*Your task*:
What the task requires is an exact printout of the listing below, pictures excluded.

*Data provided*:

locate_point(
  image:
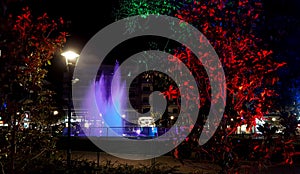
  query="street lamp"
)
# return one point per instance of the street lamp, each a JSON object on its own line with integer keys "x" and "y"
{"x": 71, "y": 59}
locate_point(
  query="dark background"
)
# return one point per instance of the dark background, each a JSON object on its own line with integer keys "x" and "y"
{"x": 86, "y": 18}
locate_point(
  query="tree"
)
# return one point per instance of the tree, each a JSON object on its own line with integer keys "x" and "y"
{"x": 232, "y": 27}
{"x": 27, "y": 45}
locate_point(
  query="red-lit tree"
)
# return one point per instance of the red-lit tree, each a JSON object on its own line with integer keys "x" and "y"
{"x": 27, "y": 45}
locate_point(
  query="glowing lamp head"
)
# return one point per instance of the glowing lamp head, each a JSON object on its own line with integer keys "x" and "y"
{"x": 70, "y": 55}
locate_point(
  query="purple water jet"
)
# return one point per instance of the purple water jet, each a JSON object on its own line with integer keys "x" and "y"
{"x": 106, "y": 119}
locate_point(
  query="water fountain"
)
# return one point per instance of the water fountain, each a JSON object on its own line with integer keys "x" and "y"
{"x": 107, "y": 114}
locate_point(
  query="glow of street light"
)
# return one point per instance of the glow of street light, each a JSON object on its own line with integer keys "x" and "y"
{"x": 70, "y": 55}
{"x": 55, "y": 112}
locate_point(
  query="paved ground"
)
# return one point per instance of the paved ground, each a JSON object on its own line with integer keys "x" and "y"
{"x": 189, "y": 166}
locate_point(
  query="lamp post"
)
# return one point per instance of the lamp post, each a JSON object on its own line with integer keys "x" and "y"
{"x": 71, "y": 59}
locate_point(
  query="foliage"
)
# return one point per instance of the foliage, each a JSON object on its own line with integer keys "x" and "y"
{"x": 27, "y": 46}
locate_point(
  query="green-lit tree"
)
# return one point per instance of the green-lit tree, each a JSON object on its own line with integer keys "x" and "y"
{"x": 27, "y": 45}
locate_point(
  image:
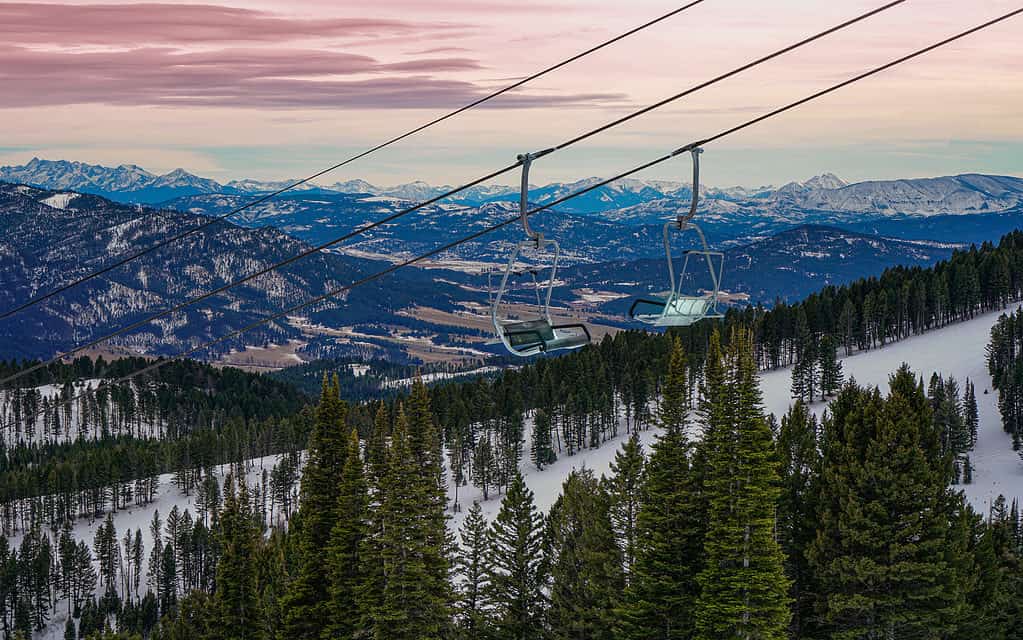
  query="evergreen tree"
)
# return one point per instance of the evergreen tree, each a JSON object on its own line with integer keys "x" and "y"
{"x": 800, "y": 463}
{"x": 743, "y": 588}
{"x": 586, "y": 577}
{"x": 517, "y": 570}
{"x": 882, "y": 552}
{"x": 474, "y": 569}
{"x": 625, "y": 489}
{"x": 971, "y": 413}
{"x": 306, "y": 600}
{"x": 542, "y": 450}
{"x": 830, "y": 366}
{"x": 674, "y": 409}
{"x": 669, "y": 526}
{"x": 411, "y": 606}
{"x": 484, "y": 464}
{"x": 343, "y": 558}
{"x": 235, "y": 599}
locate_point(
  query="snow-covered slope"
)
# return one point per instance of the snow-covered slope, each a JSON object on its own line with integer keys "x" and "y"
{"x": 955, "y": 351}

*Response to this exercise*:
locate_point(
  image:
  query="street lamp"
)
# return one point per instance of the street lamp, each a JSON object on its own line with integer keys "x" and "y"
{"x": 71, "y": 59}
locate_point(
  query="dark background"
)
# return one point per instance of the dark background, each a JSON object on its own line with integer keys "x" and "y"
{"x": 86, "y": 18}
locate_point(
  query="tree"
)
# return one point per instance of the tree, each a JSON object on its own line with integer keys "x" and "y"
{"x": 232, "y": 27}
{"x": 27, "y": 45}
locate_point(
  query="red-lit tree"
)
# return one point per instance of the red-lit tree, each a JSON object on its own line with integer keys "x" and "y"
{"x": 27, "y": 45}
locate_point(
  query="glowing lamp head"
)
# return one point per instance of the glowing lamp head, each a JSON object on its own line with integer keys "x" and "y"
{"x": 70, "y": 55}
locate_point(
  query="purple water jet"
)
# return one point per instance of the purple water jet, each a JSON object on its own line with integer keys "x" and "y"
{"x": 106, "y": 119}
locate_point(
  query="water fountain"
)
# return one point per instance of the water fountain, each a JSON object on its own line with integer keys "x" and "y"
{"x": 107, "y": 114}
locate_point(
  query="glow of street light"
)
# return one point per instance of the glow of street light, each a JSON object on its own line with integer keys "x" and "y"
{"x": 70, "y": 55}
{"x": 55, "y": 112}
locate_point(
  query="paved ground"
)
# return one point per instance of the paved ground, each a JSON object on its own line with integer keys "x" and "y"
{"x": 189, "y": 166}
locate_point(
  query="lamp post"
)
# return one point per instance of the lamp post, each a JSON object on its own line with integer keys "x" and "y"
{"x": 71, "y": 59}
locate_point(
  query="foliage"
)
# return one point per instance of the foliage, each a JSON object on its own line with integer keys "x" and "y"
{"x": 27, "y": 46}
locate_point(
  query="green-lit tree"
)
# return one point per instance of the green-lit tree, each a JSON object on its own line with integer keys "x" and "y"
{"x": 27, "y": 45}
locate_point(
  image:
  query="evergreen tree"
)
# return one point per instance of the evergreen tree, each a JSON object on its own line with integer keys "x" and "y"
{"x": 800, "y": 463}
{"x": 743, "y": 588}
{"x": 586, "y": 577}
{"x": 517, "y": 570}
{"x": 882, "y": 552}
{"x": 474, "y": 569}
{"x": 625, "y": 489}
{"x": 971, "y": 413}
{"x": 306, "y": 600}
{"x": 542, "y": 450}
{"x": 830, "y": 366}
{"x": 674, "y": 409}
{"x": 669, "y": 526}
{"x": 411, "y": 606}
{"x": 484, "y": 464}
{"x": 343, "y": 558}
{"x": 235, "y": 599}
locate_point(
  query="snow-covered slope"
)
# return one point per instance of the snow-covered slope, each a JSON object on its own line with integer keys "x" and "y"
{"x": 955, "y": 351}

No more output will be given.